→ Task prompt
Take the line with "Query: green lawn" and all lines after it, through the end of the records below, and repeat them exactly.

[Stored data]
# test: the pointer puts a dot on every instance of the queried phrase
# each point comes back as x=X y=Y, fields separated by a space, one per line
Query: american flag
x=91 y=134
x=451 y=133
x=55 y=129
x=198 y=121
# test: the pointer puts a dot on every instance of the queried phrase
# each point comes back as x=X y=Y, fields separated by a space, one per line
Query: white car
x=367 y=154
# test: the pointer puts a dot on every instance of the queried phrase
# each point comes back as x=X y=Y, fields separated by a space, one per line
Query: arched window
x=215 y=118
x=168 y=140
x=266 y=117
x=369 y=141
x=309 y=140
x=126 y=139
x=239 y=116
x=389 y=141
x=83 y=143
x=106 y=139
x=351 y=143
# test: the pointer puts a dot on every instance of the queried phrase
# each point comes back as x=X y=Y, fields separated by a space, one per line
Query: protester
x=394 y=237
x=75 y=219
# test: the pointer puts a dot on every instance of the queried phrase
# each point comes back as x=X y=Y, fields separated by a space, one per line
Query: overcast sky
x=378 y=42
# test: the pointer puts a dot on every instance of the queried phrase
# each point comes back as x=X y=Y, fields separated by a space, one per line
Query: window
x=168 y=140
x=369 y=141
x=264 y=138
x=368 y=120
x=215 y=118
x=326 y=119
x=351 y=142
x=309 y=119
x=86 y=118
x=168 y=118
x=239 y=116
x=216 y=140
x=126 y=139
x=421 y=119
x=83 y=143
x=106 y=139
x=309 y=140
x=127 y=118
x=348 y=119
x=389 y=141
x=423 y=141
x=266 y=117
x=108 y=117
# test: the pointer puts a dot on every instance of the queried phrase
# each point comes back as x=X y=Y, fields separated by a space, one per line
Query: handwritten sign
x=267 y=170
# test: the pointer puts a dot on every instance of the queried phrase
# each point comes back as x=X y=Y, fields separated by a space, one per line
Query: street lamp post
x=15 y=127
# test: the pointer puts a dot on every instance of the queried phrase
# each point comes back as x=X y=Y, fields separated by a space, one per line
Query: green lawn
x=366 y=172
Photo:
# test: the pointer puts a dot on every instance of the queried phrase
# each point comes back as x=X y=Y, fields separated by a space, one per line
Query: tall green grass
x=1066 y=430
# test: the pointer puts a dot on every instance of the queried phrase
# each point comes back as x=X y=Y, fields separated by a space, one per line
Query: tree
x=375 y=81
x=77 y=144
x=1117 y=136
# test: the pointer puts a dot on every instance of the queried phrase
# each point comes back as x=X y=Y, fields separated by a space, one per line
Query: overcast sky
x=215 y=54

→ Finished exercise
Query: green lawn
x=366 y=172
Photo:
# test: the pointer puts a dot on every instance of the queried phrase
# each point comes back as x=X y=Y, fields separated by a space, one per line
Query: tall green grass
x=1066 y=430
# test: the pointer puts a dot on every instance of the queried phrase
# each point comes back as x=X y=Y, fields separated by a space, one per line
Query: tree
x=375 y=81
x=77 y=144
x=1117 y=136
# test: the pointer puts a dot on every instance of the queried phrase
# each point comes back as x=X y=Y, fields separated by a space, one per line
Query: overcast sky
x=215 y=54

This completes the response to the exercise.